===== Data in this exercise

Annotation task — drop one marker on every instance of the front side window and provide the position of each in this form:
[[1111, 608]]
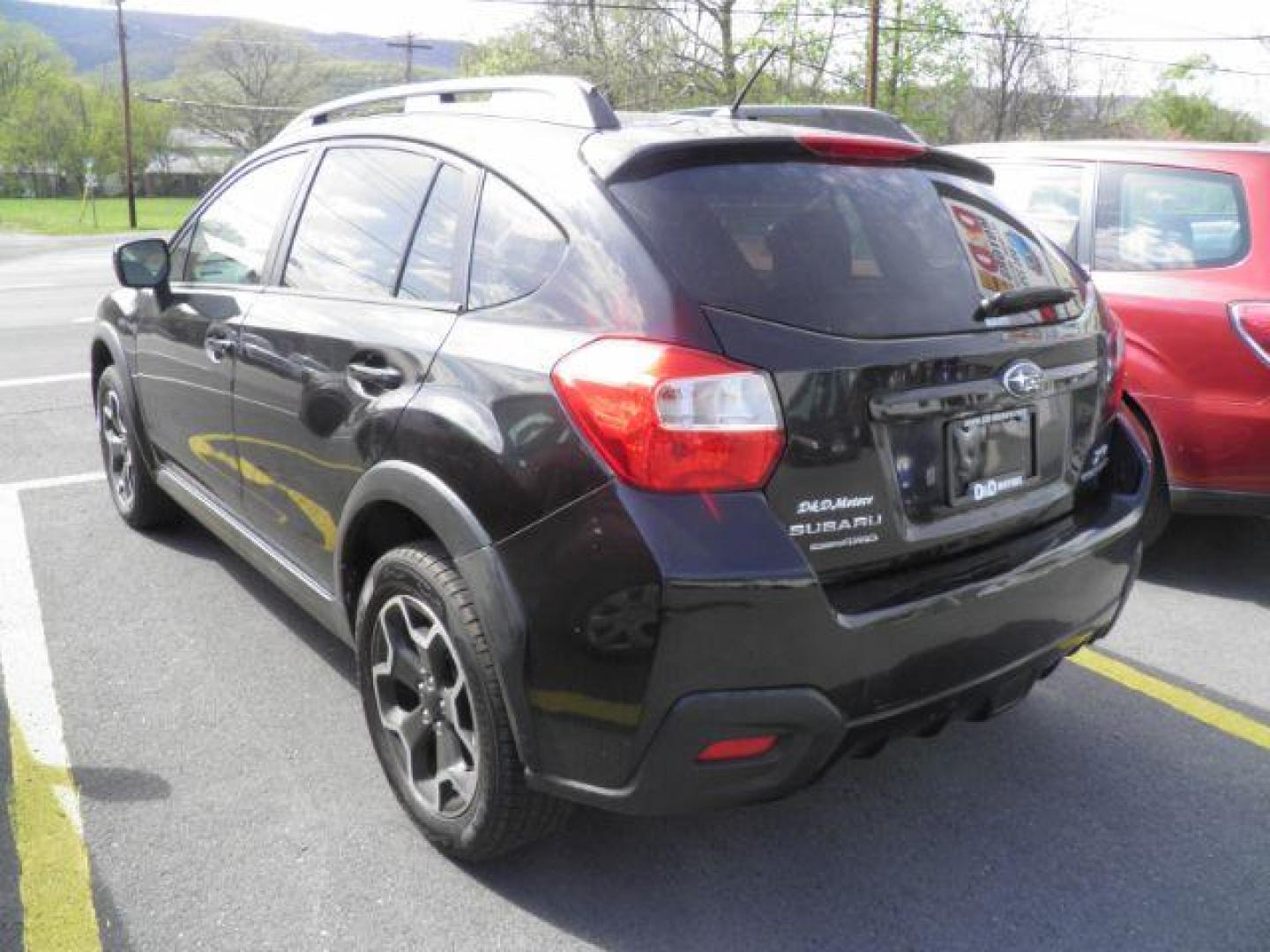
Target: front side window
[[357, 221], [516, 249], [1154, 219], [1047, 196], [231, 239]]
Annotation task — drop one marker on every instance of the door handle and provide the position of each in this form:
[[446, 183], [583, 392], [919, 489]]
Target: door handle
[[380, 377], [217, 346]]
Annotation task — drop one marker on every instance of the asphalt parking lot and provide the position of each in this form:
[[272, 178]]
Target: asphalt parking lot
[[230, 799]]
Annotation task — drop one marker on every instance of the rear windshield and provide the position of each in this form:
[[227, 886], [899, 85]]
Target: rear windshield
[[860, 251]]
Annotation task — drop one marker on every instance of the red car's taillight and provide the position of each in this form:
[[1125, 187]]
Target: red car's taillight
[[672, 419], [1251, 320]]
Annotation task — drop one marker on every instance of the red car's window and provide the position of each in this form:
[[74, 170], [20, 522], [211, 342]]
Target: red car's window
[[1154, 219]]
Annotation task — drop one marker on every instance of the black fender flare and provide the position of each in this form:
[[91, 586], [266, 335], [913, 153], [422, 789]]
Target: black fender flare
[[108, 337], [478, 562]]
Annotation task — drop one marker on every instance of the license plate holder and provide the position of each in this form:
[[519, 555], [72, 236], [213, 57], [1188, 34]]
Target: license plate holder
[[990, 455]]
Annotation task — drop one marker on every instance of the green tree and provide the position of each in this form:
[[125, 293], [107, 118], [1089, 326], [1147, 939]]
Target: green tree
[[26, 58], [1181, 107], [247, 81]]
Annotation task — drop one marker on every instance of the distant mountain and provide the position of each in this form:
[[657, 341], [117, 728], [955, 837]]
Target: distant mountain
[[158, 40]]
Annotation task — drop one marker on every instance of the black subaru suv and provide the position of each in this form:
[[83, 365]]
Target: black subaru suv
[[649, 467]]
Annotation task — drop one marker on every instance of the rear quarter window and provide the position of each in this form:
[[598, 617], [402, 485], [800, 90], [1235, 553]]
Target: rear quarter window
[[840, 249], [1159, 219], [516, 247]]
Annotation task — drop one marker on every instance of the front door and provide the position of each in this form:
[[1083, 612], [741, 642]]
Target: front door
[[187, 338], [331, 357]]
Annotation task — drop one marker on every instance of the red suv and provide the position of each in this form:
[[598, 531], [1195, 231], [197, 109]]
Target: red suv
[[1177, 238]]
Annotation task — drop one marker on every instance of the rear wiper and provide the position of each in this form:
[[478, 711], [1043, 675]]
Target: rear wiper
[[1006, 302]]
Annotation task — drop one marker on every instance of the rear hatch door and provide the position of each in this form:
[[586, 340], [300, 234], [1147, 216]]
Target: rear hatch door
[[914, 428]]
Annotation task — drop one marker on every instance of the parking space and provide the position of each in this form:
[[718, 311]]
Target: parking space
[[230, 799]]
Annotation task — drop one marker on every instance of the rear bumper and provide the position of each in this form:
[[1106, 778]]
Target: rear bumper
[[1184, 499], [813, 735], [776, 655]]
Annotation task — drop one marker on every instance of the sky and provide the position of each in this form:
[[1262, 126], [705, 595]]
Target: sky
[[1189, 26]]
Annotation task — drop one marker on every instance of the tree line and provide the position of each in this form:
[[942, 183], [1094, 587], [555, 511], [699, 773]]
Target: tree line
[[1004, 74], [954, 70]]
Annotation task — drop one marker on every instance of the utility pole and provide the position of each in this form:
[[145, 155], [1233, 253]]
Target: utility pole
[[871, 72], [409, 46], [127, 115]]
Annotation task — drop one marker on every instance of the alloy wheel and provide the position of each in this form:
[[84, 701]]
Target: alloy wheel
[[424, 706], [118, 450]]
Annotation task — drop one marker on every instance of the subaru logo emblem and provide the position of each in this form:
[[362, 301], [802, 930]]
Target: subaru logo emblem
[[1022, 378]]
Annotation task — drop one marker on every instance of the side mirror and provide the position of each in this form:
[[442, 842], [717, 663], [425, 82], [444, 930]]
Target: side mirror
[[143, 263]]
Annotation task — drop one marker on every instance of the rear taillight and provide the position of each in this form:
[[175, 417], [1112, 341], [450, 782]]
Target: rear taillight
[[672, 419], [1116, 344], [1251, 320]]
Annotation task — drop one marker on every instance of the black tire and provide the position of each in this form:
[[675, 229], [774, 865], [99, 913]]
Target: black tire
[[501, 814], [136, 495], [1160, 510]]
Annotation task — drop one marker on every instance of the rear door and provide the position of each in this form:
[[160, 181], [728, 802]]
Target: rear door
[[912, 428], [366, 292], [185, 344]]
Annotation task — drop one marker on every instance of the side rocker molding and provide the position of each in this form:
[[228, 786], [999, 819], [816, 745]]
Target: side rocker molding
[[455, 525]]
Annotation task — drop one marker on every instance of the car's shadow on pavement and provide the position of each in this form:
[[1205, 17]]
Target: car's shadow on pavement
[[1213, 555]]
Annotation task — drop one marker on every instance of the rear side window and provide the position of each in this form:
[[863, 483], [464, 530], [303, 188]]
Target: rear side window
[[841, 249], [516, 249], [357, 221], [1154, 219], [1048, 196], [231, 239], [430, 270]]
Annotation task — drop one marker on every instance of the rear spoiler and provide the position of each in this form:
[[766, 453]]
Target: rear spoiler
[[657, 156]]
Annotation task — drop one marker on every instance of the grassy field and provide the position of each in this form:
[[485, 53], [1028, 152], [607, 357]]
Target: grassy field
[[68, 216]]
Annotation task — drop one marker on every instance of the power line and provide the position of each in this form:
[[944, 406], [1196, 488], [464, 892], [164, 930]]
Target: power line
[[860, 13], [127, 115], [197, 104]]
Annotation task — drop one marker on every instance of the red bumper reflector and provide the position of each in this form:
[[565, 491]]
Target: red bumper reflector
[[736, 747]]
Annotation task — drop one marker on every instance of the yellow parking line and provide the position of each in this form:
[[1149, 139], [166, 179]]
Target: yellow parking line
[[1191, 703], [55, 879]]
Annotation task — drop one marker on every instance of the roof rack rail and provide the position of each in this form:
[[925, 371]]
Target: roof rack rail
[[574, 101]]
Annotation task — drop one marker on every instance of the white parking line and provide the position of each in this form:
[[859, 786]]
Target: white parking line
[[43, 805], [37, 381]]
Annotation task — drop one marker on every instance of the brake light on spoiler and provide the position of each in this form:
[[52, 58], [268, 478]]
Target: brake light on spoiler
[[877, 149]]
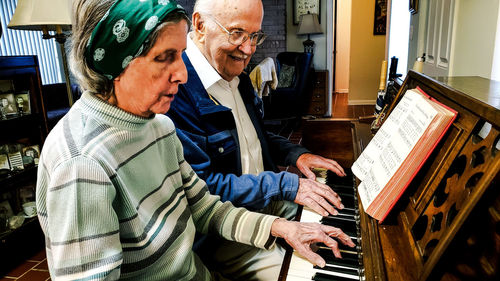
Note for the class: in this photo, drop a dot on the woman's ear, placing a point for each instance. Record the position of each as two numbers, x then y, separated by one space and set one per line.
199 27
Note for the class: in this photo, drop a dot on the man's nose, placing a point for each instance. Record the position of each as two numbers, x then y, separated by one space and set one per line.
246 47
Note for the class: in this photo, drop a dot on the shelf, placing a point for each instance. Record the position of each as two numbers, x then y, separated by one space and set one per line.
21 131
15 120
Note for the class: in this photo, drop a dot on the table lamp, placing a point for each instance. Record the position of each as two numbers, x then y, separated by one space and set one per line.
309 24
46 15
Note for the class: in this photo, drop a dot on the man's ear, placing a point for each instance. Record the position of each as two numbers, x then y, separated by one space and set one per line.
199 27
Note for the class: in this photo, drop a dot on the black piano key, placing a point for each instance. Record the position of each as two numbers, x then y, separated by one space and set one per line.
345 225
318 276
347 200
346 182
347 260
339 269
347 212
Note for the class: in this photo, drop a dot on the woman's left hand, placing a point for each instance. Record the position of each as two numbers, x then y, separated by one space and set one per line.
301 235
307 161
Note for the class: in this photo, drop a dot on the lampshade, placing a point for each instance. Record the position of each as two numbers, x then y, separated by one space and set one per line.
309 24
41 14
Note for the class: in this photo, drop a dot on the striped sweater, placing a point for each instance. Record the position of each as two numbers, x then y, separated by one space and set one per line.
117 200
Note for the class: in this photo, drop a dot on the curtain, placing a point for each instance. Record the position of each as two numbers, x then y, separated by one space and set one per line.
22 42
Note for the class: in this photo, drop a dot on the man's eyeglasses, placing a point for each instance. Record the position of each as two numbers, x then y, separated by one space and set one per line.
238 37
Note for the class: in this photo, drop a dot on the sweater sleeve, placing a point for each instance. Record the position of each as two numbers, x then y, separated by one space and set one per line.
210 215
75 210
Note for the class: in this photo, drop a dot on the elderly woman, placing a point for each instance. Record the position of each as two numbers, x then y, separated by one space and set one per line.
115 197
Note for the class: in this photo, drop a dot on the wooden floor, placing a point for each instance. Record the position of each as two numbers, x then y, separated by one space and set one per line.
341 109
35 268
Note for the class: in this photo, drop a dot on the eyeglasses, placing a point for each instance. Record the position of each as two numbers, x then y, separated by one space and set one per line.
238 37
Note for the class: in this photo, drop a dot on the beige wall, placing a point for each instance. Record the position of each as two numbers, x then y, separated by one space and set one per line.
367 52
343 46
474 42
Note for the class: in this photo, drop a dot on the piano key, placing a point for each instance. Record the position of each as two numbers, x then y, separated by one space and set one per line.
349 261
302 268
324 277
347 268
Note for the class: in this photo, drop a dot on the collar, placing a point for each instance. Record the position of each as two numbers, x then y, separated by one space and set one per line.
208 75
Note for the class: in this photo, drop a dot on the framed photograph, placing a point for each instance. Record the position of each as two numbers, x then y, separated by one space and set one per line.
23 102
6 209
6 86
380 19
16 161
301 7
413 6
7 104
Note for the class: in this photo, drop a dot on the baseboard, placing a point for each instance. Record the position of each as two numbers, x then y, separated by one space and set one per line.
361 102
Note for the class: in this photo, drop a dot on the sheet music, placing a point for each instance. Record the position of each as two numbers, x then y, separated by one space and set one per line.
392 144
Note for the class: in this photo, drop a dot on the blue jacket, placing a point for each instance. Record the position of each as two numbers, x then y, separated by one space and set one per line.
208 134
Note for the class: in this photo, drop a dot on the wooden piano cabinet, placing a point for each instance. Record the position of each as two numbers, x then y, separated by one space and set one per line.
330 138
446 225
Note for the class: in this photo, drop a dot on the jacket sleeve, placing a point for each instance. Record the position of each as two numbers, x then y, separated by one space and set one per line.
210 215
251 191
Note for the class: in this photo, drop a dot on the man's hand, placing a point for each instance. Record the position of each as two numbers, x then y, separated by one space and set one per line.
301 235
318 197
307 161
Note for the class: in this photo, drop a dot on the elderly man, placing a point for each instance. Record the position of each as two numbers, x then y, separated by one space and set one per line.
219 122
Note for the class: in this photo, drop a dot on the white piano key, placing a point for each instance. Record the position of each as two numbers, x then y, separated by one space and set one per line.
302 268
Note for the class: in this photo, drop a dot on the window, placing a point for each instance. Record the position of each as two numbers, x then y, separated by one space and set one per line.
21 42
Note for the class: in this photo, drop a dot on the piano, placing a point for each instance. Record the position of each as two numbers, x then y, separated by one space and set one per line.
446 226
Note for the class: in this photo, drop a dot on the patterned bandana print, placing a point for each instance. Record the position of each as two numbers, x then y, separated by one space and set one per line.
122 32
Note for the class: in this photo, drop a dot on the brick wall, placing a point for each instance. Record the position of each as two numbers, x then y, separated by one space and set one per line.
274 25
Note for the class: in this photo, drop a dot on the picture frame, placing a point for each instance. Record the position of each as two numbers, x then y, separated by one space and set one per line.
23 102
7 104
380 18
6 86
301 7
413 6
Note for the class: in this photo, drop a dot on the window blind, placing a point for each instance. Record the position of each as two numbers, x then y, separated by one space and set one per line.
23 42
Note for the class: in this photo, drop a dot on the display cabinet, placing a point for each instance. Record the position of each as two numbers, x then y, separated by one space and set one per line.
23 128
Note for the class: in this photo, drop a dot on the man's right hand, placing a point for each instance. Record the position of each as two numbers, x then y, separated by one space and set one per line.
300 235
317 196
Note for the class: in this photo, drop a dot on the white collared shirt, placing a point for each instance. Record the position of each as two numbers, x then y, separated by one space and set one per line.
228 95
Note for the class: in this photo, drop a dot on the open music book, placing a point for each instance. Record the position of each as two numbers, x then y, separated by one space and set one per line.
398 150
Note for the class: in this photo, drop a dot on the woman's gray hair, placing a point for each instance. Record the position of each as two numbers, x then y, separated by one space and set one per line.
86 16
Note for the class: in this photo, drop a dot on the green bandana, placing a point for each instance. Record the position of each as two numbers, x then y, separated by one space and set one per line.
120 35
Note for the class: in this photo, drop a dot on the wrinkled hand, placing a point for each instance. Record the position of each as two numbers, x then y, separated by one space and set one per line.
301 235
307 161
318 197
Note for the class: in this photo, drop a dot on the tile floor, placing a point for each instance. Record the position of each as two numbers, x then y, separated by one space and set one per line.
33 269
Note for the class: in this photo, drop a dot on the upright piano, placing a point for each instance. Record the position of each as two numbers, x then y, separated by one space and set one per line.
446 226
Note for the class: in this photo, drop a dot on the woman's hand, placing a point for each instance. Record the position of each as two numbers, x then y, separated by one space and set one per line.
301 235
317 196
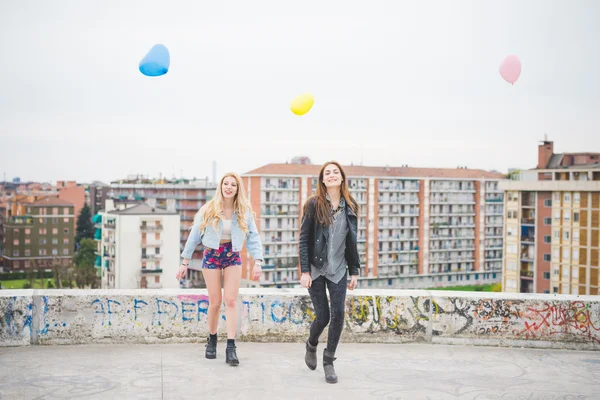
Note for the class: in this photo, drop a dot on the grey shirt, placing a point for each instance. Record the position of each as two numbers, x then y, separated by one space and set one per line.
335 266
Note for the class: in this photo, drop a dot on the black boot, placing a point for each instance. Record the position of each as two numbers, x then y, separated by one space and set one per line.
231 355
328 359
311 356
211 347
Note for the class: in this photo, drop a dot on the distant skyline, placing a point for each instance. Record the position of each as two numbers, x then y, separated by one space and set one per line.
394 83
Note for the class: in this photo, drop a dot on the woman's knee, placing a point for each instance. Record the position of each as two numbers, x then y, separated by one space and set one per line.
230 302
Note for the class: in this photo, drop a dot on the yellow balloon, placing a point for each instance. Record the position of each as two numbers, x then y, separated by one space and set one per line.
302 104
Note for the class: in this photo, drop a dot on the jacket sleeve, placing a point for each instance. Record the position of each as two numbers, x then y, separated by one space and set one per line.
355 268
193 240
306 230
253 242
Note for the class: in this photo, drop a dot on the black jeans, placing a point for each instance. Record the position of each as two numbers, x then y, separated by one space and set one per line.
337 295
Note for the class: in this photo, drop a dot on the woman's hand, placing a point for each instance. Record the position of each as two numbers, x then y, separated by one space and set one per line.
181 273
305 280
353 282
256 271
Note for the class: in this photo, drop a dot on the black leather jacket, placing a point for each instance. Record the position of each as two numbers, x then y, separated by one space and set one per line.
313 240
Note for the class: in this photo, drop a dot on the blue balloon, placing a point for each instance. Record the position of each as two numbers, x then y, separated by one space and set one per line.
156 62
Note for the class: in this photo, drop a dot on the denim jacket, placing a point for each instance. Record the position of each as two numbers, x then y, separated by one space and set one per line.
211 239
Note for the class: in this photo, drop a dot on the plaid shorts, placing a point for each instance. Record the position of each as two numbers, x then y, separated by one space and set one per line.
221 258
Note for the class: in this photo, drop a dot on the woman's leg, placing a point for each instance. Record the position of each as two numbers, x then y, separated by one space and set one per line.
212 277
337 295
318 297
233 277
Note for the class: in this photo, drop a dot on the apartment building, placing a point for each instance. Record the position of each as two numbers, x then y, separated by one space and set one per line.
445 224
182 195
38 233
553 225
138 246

==========

▶ Aim of the exercise
Within the data above, the span starting at the line containing "of the distant" and ending at the line containing "[[478, 711], [1043, 675]]" is to be retyped exactly, with no other lines.

▶ Problem solution
Annotation task — drop one marker on every instance of the distant mountain and provide the position of each in this form:
[[657, 341], [117, 728], [955, 837]]
Target: distant mountain
[[158, 40]]
Annotation task — drop one marker on every instance of the black subaru suv and provide the position of each in this form:
[[83, 365]]
Target: black subaru suv
[[649, 467]]
Annotation task — drop one marker on every instance of the rear quarter window and provide the position of each in this form:
[[598, 617], [402, 485], [800, 90], [1235, 553]]
Target: rear quarter window
[[840, 249], [1159, 219], [516, 247]]
Annotation task — drop one marker on every instance of the front door and provide the position of each in this form:
[[1083, 612], [741, 642]]
Target: front door
[[187, 338], [331, 357]]
Annotation task — drop one marker on every instance of the red suv and provide the position of each in this form:
[[598, 531], [1195, 231], [197, 109]]
Target: red suv
[[1177, 238]]
Annotation task — drop one marker on every instance of the rear wiper and provide the position of each in this form:
[[478, 711], [1043, 675]]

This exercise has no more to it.